* [EXERCISE MATERIALS]:
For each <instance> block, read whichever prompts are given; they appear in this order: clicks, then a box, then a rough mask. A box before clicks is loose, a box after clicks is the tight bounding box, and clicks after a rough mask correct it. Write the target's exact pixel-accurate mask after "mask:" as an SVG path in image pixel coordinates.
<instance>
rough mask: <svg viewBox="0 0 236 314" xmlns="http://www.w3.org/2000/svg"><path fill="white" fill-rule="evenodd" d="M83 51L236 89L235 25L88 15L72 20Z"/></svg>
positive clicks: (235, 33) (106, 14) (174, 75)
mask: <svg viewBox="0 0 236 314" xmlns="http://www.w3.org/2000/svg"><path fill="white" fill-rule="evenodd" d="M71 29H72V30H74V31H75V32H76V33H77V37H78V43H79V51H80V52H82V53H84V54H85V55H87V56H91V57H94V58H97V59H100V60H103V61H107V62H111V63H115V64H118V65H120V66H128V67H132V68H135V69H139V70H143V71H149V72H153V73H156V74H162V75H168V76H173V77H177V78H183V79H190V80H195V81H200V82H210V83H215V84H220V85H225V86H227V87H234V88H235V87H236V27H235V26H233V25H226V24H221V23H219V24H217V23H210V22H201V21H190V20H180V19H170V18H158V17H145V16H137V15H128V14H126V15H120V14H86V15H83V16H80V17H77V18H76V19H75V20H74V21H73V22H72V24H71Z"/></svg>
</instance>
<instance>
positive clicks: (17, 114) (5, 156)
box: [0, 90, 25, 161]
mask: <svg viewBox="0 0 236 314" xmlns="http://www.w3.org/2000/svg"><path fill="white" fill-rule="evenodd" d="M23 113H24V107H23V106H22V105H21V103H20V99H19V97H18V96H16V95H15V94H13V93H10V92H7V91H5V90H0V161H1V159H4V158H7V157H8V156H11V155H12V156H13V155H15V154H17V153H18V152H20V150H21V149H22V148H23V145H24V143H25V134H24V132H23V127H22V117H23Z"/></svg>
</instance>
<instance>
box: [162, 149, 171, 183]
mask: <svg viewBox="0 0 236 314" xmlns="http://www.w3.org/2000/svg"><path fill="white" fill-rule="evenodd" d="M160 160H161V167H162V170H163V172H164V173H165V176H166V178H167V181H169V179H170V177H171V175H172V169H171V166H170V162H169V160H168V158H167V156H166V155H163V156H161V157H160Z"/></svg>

* [WHAT YOU ARE ASKED TO DO]:
Output the material above, all of it, exactly.

* [ANSWER FOR THIS EXERCISE]:
For each <instance> block, read whichever prompts are given; they appear in this order: clicks, then a box, then a rough mask. A box before clicks is loose, a box after clicks is the tight bounding box, and clicks after a rough mask correct it. Write the target's exact pixel-accurate mask after "mask:" as an SVG path in image pixel coordinates.
<instance>
rough mask: <svg viewBox="0 0 236 314" xmlns="http://www.w3.org/2000/svg"><path fill="white" fill-rule="evenodd" d="M83 51L236 89L235 25L88 15L72 20Z"/></svg>
positive clicks: (235, 33) (106, 14) (174, 75)
mask: <svg viewBox="0 0 236 314" xmlns="http://www.w3.org/2000/svg"><path fill="white" fill-rule="evenodd" d="M71 29H72V30H74V31H75V32H76V33H77V37H78V43H79V51H80V52H82V53H84V54H85V55H87V56H91V57H94V58H97V59H100V60H103V61H107V62H111V63H115V64H118V65H120V66H128V67H132V68H135V69H139V70H143V71H149V72H153V73H156V74H162V75H168V76H173V77H177V78H183V79H190V80H195V81H200V82H210V83H215V84H220V85H225V86H227V87H234V88H235V87H236V27H235V26H233V25H226V24H221V23H219V24H217V23H210V22H201V21H190V20H180V19H170V18H158V17H145V16H137V15H128V14H126V15H120V14H86V15H83V16H80V17H77V18H76V19H75V20H74V21H73V22H72V24H71Z"/></svg>
</instance>
<instance>
positive clicks: (17, 114) (5, 156)
box: [0, 90, 25, 161]
mask: <svg viewBox="0 0 236 314" xmlns="http://www.w3.org/2000/svg"><path fill="white" fill-rule="evenodd" d="M23 113H24V107H23V106H22V105H21V103H20V99H19V97H18V96H16V95H15V94H13V93H10V92H7V91H5V90H0V161H1V159H4V158H7V157H8V156H11V155H12V156H13V155H15V154H17V153H18V152H20V150H21V149H22V148H23V145H24V143H25V134H24V132H23V127H22V117H23Z"/></svg>
</instance>
<instance>
box: [162, 149, 171, 183]
mask: <svg viewBox="0 0 236 314" xmlns="http://www.w3.org/2000/svg"><path fill="white" fill-rule="evenodd" d="M160 160H161V167H162V170H163V172H164V173H165V176H166V178H167V181H169V179H170V177H171V175H172V169H171V166H170V162H169V160H168V158H167V156H166V155H163V156H161V157H160Z"/></svg>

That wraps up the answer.